▶ _Passage provided_:
* BEGIN *
Dynamic programming is a method for solving complex problems by breaking them down into simpler subproblems. It is applicable to problems exhibiting the properties of overlapping subproblems and optimal substructure. When applicable, the method takes far less time than naive methods (ie, DFS) that don't take advantage of the subproblem overlap.

The idea behind dynamic programming is quite simple. In general, to solve a given problem, we need to solve different parts of the problem (subproblems), then combine the solutions of the subproblems to reach an overall solution. Often when using a more naive method, many of the subproblems are generated and solved many times. The dynamic programming approach seeks to solve each subproblem only once, thus reducing the number of computations: once the solution to a given subproblem has been computed, it is stored or "memo-ized": the next time the same solution is needed, it is simply looked up. This approach is especially useful when the number of repeating subproblems grows exponentially as a function of the size of the input.

The first step to solve a problem is to divide it into subproblem. For the LCS problem, we can do it the following way:

For the two string s1[0....m] and s2[0....n], for any two indices p(0≤p≤m) for s1 and q(0≤q≤n) for s2, we can divide the problem LCS[p][q] (which says get me the length of LCS of s1 and s2 starting from 0 to p and 0 to q respectively) the following way:

We will start from the end to the start. The first call should be LCS[m][n]. The subproblems are:
LCS[p][q] = 1 + LCS[p-1][q-1], if s1[p]==s2[q], which implies that if s1[p] and s2[q] matches, we already got a match, we will take that match (thus the addition with 1) and get the LCS length of the remaining string (thus the decreasing the indices of both the string).
* END *
▶ _The request_:
Reproduce the dynamic programming passage above in full, word for word.

▶ _Records supplied_:
* BEGIN *
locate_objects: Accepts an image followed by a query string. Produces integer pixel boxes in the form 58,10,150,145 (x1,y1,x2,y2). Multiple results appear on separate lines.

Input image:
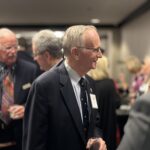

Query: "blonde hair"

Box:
125,56,142,73
87,56,109,80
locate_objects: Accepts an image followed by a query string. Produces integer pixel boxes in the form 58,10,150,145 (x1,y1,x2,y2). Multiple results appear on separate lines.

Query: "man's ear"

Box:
71,47,79,60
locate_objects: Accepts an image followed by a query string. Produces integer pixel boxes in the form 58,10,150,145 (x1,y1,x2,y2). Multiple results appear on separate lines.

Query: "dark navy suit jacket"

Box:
23,63,100,150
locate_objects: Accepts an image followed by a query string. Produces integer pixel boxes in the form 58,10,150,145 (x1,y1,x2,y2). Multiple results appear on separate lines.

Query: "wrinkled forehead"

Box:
0,36,17,46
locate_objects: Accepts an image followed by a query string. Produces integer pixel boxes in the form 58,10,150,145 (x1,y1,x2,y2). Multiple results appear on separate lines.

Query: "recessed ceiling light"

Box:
91,18,100,24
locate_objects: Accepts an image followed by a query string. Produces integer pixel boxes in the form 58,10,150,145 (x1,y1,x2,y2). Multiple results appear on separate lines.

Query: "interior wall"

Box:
118,11,150,81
* END *
▶ _Task output_:
Dynamic programming is a method for solving complex problems by breaking them down into simpler subproblems. It is applicable to problems exhibiting the properties of overlapping subproblems and optimal substructure. When applicable, the method takes far less time than naive methods (ie, DFS) that don't take advantage of the subproblem overlap.

The idea behind dynamic programming is quite simple. In general, to solve a given problem, we need to solve different parts of the problem (subproblems), then combine the solutions of the subproblems to reach an overall solution. Often when using a more naive method, many of the subproblems are generated and solved many times. The dynamic programming approach seeks to solve each subproblem only once, thus reducing the number of computations: once the solution to a given subproblem has been computed, it is stored or "memo-ized": the next time the same solution is needed, it is simply looked up. This approach is especially useful when the number of repeating subproblems grows exponentially as a function of the size of the input.

The first step to solve a problem is to divide it into subproblem. For the LCS problem, we can do it the following way:

For the two string s1[0....m] and s2[0....n], for any two indices p(0≤p≤m) for s1 and q(0≤q≤n) for s2, we can divide the problem LCS[p][q] (which says get me the length of LCS of s1 and s2 starting from 0 to p and 0 to q respectively) the following way:

We will start from the end to the start. The first call should be LCS[m][n]. The subproblems are:
LCS[p][q] = 1 + LCS[p-1][q-1], if s1[p]==s2[q], which implies that if s1[p] and s2[q] matches, we already got a match, we will take that match (thus the addition with 1) and get the LCS length of the remaining string (thus the decreasing the indices of both the string).